DIRECTIONS:
Report each line below that carries the word "trailer".

SUPPLIED MATERIAL START

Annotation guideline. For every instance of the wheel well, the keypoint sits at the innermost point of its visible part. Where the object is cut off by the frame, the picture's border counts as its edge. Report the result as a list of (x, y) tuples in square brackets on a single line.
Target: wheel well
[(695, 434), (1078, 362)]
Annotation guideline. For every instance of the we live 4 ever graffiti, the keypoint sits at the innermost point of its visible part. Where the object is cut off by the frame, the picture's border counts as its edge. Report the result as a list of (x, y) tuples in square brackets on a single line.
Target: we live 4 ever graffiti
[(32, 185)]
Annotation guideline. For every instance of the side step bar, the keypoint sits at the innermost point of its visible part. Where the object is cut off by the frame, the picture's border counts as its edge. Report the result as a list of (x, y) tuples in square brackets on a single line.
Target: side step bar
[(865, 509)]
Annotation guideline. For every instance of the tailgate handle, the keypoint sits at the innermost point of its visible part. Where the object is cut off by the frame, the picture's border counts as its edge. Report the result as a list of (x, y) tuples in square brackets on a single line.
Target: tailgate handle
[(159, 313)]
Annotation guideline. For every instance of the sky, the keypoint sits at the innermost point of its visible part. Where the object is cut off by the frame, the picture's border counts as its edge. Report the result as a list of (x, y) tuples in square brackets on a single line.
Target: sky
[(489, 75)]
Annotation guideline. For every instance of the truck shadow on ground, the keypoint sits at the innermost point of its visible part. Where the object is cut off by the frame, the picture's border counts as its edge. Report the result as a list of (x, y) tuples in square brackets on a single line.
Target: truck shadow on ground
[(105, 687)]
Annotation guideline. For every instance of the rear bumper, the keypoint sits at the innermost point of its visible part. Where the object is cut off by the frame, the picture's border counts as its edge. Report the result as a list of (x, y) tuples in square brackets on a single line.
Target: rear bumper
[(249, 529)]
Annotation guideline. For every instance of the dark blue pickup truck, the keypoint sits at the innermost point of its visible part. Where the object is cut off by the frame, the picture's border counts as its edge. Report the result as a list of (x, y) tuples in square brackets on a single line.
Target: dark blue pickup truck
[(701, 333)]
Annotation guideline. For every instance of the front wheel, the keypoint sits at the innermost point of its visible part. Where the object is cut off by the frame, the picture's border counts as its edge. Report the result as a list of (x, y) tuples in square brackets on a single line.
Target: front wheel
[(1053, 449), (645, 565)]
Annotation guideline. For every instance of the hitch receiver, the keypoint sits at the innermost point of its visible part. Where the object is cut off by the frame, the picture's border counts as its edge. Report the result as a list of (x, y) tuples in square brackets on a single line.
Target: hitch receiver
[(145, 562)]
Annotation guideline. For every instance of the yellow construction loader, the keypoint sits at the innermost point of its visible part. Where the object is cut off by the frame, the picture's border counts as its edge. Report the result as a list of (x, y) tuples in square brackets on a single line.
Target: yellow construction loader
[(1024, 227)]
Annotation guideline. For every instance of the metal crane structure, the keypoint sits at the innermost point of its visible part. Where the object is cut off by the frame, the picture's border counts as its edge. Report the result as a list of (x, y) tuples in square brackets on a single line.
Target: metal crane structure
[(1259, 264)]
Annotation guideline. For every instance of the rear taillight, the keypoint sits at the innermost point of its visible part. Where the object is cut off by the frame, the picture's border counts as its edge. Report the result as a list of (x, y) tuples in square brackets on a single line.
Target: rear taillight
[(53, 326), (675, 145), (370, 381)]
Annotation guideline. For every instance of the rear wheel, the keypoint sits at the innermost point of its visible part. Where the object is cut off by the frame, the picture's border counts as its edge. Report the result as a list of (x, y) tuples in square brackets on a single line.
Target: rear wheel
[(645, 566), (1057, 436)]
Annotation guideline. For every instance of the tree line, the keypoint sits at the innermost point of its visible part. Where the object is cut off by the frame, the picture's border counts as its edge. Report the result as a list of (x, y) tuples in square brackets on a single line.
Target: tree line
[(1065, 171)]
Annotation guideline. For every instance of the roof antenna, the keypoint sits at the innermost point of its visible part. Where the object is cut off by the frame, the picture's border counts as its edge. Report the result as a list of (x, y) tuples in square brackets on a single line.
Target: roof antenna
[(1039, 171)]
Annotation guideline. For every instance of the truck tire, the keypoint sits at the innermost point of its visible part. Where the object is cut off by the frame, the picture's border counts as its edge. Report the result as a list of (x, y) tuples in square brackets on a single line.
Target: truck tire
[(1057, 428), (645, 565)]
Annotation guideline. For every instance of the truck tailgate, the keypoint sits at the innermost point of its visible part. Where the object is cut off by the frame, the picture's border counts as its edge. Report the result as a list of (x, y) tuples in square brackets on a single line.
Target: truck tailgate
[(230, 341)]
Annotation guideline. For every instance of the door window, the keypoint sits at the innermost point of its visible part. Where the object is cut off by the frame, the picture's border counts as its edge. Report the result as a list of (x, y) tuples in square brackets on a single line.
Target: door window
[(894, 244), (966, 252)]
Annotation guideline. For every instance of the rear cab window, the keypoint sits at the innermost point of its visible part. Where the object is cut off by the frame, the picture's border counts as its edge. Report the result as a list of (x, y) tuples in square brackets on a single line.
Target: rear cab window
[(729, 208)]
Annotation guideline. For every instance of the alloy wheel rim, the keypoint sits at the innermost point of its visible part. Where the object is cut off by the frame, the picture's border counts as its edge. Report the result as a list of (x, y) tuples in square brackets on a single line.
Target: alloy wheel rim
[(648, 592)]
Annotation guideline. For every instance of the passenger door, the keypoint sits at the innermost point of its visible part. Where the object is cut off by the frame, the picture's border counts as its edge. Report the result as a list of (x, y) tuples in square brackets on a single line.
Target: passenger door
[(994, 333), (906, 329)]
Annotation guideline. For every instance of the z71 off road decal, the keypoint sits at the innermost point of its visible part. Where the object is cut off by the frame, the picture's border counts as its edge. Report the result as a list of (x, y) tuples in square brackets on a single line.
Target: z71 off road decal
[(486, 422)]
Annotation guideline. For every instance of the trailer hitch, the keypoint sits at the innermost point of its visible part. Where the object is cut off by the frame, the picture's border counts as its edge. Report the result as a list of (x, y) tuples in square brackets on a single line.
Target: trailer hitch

SUPPLIED MATERIAL END

WRITTEN SOLUTION:
Annotation guideline. For every instance of the trailer hitch, the keypoint sits at the innermost point of its visible part. Where the object is cut off by the frame, the picture's border counts as its edge. Report the result as a list of (x, y) tuples in square brackets on a single line.
Target: trailer hitch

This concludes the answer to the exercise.